(Point labels for objects)
****

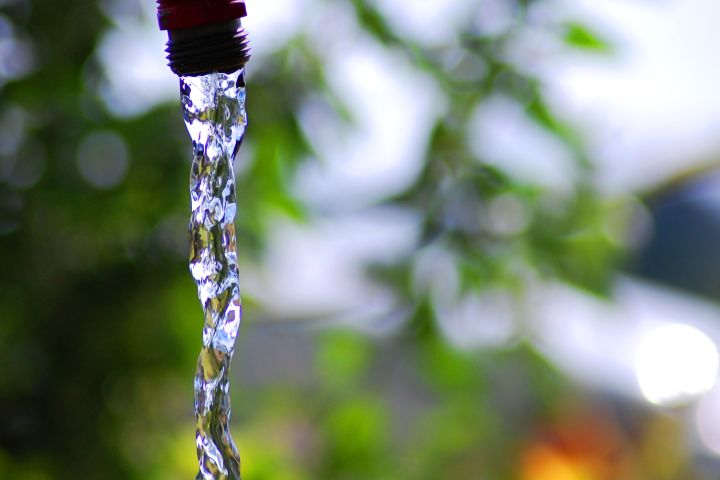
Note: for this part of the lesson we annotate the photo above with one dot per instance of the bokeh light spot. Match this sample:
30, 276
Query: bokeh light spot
676, 364
102, 159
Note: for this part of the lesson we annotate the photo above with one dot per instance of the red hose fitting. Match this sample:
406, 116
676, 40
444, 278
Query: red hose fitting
204, 36
177, 14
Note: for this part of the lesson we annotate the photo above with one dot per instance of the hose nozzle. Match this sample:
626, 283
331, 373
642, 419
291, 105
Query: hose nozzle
204, 36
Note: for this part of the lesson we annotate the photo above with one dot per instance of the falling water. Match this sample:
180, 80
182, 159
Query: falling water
214, 113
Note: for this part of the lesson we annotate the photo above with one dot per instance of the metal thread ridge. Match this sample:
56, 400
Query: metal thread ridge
214, 113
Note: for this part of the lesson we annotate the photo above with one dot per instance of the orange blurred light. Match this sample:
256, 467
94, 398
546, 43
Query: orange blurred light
542, 462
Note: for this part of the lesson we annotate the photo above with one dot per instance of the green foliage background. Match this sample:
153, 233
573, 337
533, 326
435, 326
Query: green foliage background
99, 321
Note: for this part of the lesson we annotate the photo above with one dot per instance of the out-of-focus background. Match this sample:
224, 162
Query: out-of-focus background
478, 240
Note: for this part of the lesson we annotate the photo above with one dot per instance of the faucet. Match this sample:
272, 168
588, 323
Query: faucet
204, 36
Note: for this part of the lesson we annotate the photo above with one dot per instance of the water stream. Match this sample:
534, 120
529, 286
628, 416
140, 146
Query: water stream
214, 112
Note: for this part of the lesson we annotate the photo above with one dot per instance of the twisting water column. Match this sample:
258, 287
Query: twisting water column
207, 49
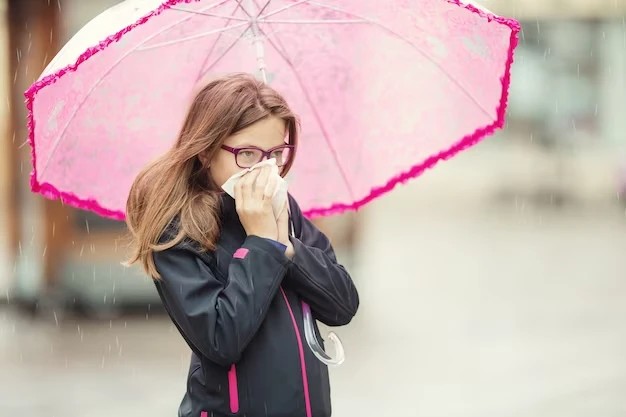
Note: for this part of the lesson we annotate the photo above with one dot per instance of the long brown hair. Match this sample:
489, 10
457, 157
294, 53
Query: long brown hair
177, 183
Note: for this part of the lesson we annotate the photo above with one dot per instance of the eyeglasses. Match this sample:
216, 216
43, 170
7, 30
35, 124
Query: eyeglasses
251, 155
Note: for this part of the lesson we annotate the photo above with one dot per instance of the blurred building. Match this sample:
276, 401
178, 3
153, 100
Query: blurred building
562, 144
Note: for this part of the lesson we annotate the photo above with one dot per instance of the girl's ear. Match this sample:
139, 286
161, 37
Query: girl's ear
204, 159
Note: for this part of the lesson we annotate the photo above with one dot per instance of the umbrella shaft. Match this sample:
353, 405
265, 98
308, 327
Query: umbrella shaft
257, 41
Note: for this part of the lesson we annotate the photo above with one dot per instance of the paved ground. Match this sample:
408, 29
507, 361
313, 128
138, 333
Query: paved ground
465, 312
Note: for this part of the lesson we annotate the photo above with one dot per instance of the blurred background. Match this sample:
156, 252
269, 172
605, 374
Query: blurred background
493, 285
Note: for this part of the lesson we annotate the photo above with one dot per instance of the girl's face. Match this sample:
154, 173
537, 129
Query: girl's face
265, 134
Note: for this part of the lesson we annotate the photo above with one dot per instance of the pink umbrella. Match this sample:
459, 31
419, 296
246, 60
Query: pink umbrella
384, 89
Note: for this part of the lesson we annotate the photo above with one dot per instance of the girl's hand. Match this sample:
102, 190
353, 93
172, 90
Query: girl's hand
282, 224
253, 200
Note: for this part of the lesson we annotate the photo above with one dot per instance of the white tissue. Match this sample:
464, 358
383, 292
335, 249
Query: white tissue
280, 195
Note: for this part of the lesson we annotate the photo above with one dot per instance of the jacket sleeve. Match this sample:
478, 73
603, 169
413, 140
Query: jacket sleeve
316, 276
218, 318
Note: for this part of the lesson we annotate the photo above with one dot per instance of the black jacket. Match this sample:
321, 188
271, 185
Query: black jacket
240, 310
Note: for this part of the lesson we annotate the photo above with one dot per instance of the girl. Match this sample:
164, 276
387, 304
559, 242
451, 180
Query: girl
230, 274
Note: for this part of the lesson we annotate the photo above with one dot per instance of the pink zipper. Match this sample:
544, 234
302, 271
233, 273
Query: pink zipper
233, 391
305, 381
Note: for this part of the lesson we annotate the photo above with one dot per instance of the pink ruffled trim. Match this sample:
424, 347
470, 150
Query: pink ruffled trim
466, 142
50, 191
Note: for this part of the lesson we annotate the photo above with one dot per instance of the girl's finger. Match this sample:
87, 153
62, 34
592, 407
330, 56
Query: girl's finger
270, 188
239, 193
261, 182
248, 184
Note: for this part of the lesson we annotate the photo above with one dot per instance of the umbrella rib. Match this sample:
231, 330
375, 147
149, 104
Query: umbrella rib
280, 10
309, 22
206, 59
399, 36
231, 17
84, 99
316, 115
192, 37
203, 71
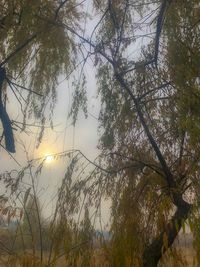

****

**Set exercise**
Extract every line of the material above word for word, leaving out the pictures.

**Reply**
Note: for this part of the lesson we annotate the photo above with one dot per instance of the bokeh light spot. Match this sample:
30, 276
Query: bokeh light spot
676, 364
102, 159
Note: for this part of the lesson we annotate the photo above with one dot per instance of the red hose fitting. Match this sample:
406, 116
676, 40
444, 278
Query: red hose fitting
204, 36
177, 14
Note: for this part of the lesson we annotate the photo above with one dot per instance of the hose nozzle. Match this sample:
626, 283
331, 373
642, 419
291, 105
Query: hose nozzle
204, 36
Note: for this part of the lesson we annotate the photo above with one dot per instance of the falling water. Match this sample:
180, 80
182, 159
Query: falling water
214, 113
Note: for this part of the lesson we annotate the photo above with one dot per instance of the metal thread ridge. Match this sample:
56, 400
Query: metal thread ridge
214, 113
Note: for this part of the lesson we annotate the photo above with one dot per instance of the orange blurred light. Match this sample:
256, 467
94, 398
546, 43
Query: orange blurred light
542, 462
Note: for this part of the lesson we annotate the photo above with one dot per instance of the green foliage background. Match this sample:
153, 233
573, 337
533, 326
435, 326
Query: green foliage background
99, 321
Note: for this part of the lesson we annotate the photo above with one dot per instance of the out-of-focus background. Match this sample:
224, 162
Query: out-of-focus background
478, 240
Note: for this part of the lesson we annotate the photo above with one dot per instance of the faucet. Match this sample:
272, 168
588, 323
Query: faucet
204, 36
Note: for this part of the lesson we annotate the photo above with one dot per instance of the water stream. Match this sample:
534, 120
529, 286
628, 416
140, 146
Query: water stream
214, 112
Note: for this part of the lesson we annotate the photo above with one dot per instance of the twisting water column. Match this sample:
258, 287
Query: twisting water column
207, 49
Note: for this part of the lesson we annotate the photo above with one dot per instance of the long brown hair. Match this sample:
489, 10
457, 157
294, 53
Query: long brown hair
177, 183
Note: for this part of the lesson we annotate the photo above with one dot per instance of the eyeglasses. Match this sample:
216, 216
43, 170
7, 30
35, 124
Query: eyeglasses
251, 155
Note: for this part of the lesson we annotate the photo above with one dot per instance of the blurred building. Match this sample:
276, 401
178, 3
153, 100
Query: blurred building
562, 144
Note: for this part of the lesson we annotate the photo above with one dot per instance of the girl's ear. Match this sample:
139, 286
161, 37
Query: girl's ear
204, 159
Note: for this part of the lesson we annotate the photo above with one dot per instance of the umbrella shaft. Match this sample:
353, 405
265, 98
308, 327
Query: umbrella shaft
257, 41
Note: for this part of the lesson we annotate the photo above with one dot per instance of the paved ground. Match this sample:
408, 29
507, 361
313, 128
138, 333
Query: paved ground
465, 312
Note: for this part of the lesson we annotate the photo above with one dot per instance of the blurred background. Match this sample:
156, 252
269, 172
605, 374
Query: blurred background
493, 285
Note: for this part of the lesson we annotate the photo above with one dot per instance of the girl's face. Match this sample:
154, 173
537, 129
Query: girl's face
265, 134
Note: for this part of the lesson we annotate the photo above with one dot per instance of the pink umbrella. Match this sample:
459, 31
419, 296
246, 60
Query: pink umbrella
384, 89
Note: for this part of the lesson we annotate the photo above with one dot per instance of the girl's hand. Match this sample:
102, 190
353, 93
172, 90
Query: girl's hand
282, 224
253, 200
Note: for this part of the lesson we annotate the photo above with one dot per instance of the white tissue. Match this sample:
464, 358
383, 292
335, 249
Query: white tissue
280, 195
Note: for this part of the lesson we annotate the photo above with one dot per instance of the jacket sleeve. Match this sample:
478, 73
603, 169
413, 140
Query: jacket sleeve
316, 276
218, 318
Note: for this part of the lesson we annotate the photo above with one dot per instance of the black jacket. Match this sample:
321, 188
271, 185
Query: black jacket
240, 310
Note: for this part of the lesson we annotate the photo above with one dot per instance of the girl. Match this sample:
164, 276
387, 304
559, 242
451, 180
Query: girl
230, 274
Note: for this part of the lesson we annotate the photo above with one dot per instance of the pink zipper. Match this sample:
544, 234
302, 271
233, 273
Query: pink zipper
233, 391
305, 381
Note: for this part of the lesson we annotate the photo above with one dot per instance of the pink ruffled trim. Match this sample:
424, 347
470, 150
Query: pink ruffled trim
466, 142
50, 191
Note: for this part of the lesson we annotate the photo above with one dot per instance of the girl's finger. Match this sample:
87, 153
62, 34
592, 407
330, 56
Query: girl's finger
270, 188
239, 193
261, 182
248, 184
Note: for this part of the lesson we annotate the photo above with one dot per instance of the umbrella rib. Match this sample:
231, 330
375, 147
149, 104
Query: umbrella rib
280, 10
309, 22
206, 59
399, 36
231, 17
84, 99
316, 115
192, 37
203, 71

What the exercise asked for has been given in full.